## BEGIN Records for this task

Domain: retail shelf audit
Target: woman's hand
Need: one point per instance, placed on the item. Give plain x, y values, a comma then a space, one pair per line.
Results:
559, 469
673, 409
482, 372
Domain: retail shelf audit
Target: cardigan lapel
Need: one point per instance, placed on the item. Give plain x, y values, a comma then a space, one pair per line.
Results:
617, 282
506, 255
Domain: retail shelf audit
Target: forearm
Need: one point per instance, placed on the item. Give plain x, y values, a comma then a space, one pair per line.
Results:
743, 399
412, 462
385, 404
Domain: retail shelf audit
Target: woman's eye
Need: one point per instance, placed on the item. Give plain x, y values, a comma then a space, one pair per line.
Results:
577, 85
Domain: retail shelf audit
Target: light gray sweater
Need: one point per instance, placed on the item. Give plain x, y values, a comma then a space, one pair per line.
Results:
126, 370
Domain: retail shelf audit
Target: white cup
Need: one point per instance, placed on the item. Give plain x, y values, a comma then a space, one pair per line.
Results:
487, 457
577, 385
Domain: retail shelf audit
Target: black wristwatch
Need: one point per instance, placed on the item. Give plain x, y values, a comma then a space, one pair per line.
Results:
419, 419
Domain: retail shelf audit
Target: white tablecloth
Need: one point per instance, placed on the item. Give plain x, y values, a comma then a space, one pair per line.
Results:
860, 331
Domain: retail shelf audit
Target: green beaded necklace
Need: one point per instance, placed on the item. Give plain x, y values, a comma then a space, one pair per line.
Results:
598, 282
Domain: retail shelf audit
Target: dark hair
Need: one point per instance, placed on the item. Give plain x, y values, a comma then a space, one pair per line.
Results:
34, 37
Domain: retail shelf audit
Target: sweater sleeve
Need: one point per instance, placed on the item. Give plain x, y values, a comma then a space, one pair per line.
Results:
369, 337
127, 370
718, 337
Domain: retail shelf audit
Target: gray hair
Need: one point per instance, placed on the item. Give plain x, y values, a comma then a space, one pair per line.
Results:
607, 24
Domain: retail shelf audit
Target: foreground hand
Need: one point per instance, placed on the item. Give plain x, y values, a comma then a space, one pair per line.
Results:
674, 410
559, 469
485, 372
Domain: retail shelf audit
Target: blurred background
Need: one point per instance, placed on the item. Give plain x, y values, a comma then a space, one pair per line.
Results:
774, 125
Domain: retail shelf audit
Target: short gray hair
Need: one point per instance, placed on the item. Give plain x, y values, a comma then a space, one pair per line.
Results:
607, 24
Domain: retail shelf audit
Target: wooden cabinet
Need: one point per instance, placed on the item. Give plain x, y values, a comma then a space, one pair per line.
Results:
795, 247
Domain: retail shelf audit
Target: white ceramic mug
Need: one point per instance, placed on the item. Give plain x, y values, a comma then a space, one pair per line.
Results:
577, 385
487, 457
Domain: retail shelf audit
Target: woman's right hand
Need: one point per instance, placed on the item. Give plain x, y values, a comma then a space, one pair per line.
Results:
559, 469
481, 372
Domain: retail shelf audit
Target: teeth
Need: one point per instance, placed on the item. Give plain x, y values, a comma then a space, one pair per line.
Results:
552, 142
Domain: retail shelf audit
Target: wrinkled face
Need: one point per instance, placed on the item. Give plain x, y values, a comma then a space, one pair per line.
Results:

## END Records for this task

Pick out each line above that contains the word "gray" and copy those lines unchanged.

→ **Solution below**:
Target: light gray sweater
Target: gray hair
Target: short gray hair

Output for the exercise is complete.